(Point-based annotation data)
***
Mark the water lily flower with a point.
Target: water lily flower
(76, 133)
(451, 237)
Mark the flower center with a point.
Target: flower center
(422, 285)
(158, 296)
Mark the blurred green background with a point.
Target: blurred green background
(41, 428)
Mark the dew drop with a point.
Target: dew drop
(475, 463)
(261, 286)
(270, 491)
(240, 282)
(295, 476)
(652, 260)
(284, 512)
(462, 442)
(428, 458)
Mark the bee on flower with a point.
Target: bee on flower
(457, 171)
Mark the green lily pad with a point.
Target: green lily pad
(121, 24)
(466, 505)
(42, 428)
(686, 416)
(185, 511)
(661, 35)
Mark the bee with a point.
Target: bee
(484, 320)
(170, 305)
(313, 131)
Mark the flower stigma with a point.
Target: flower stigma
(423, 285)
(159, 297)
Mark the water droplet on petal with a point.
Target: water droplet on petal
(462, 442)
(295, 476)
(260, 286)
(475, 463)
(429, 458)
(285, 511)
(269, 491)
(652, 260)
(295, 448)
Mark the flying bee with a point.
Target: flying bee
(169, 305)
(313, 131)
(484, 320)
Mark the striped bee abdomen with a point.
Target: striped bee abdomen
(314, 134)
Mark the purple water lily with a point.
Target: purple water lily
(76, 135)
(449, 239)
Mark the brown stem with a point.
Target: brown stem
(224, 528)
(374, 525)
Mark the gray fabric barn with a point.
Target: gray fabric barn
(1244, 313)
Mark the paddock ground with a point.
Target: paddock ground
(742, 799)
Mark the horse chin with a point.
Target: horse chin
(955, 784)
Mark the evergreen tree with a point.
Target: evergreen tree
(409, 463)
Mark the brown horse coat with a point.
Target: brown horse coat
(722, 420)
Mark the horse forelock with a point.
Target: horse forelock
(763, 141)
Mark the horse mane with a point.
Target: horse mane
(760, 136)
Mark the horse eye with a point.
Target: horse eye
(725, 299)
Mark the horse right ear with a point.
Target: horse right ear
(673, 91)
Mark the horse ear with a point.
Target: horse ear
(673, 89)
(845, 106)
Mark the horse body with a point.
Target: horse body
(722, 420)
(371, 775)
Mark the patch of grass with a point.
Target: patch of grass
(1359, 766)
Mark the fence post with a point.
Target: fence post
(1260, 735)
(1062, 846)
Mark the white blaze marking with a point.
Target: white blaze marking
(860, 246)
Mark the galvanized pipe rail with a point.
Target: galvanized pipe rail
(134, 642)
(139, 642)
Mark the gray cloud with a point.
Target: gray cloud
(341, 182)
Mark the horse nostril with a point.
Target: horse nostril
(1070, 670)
***
» Instruction: Reproduce every line of the data verbatim.

» Problem solution:
Mark the water lily flower with a point.
Target: water lily flower
(76, 133)
(451, 237)
Mark the flower center with a point.
Target: flower center
(422, 285)
(158, 296)
Mark the blurred green background with a point.
Target: blurred green background
(41, 428)
Mark the dew drop with a point.
Target: dew drop
(475, 463)
(261, 286)
(270, 491)
(240, 282)
(295, 476)
(652, 260)
(284, 512)
(462, 442)
(428, 458)
Mark the bee on flower with a point.
Target: bee on flower
(457, 171)
Mark the green lily pad with a point.
Target: green lily pad
(121, 24)
(466, 505)
(42, 428)
(686, 416)
(185, 511)
(661, 35)
Mark the bee with a point.
Target: bee
(484, 320)
(170, 305)
(313, 131)
Mark the flower stigma with a point.
Target: flower stigma
(423, 285)
(159, 297)
Mark the water droplet on petal with a point.
Target: water droplet on petal
(462, 442)
(295, 476)
(260, 286)
(475, 463)
(429, 458)
(285, 511)
(269, 491)
(652, 260)
(295, 448)
Mark the flying bee with a point.
Target: flying bee
(169, 305)
(313, 131)
(484, 320)
Mark the striped bee abdomen with a point.
Target: striped bee abdomen
(314, 134)
Mark the purple water lily with a point.
Target: purple water lily
(76, 135)
(449, 239)
Mark the brown stem with a point.
Target: brown stem
(224, 528)
(374, 525)
Mark the gray fabric barn with a point.
Target: gray fabric barn
(1244, 313)
Mark the paddock ground with a point.
Target: paddock ground
(742, 799)
Mark the horse chin with a point.
Target: horse chin
(955, 784)
Mark the evergreen tree with a point.
Target: evergreen tree
(409, 463)
Mark the brown horse coat with a point.
Target: brown horse coat
(722, 420)
Mark the horse forelock with a point.
Target: horse forelock
(763, 141)
Mark the horse mane with a point.
Target: horse mane
(760, 136)
Mark the horse eye with a point.
Target: horse eye
(725, 299)
Mark the horse right ear with a point.
Target: horse right ear
(673, 91)
Mark the horse ear with a point.
Target: horse ear
(673, 89)
(845, 106)
Mark the horse body with a point.
Target: horse body
(722, 420)
(371, 775)
Mark the patch of grass with a point.
Target: patch of grass
(1359, 766)
Mark the fence post with a point.
Target: fence post
(1260, 735)
(1062, 846)
Mark the white blaze marking with a point.
Target: white blaze marking
(860, 246)
Mark the galvanized pipe rail with a point.
Target: galvanized pipe rail
(134, 642)
(139, 642)
Mark the gray cloud with a point.
Target: gray cloud
(341, 182)
Mark the horse nostril with a point.
Target: horse nostril
(1070, 670)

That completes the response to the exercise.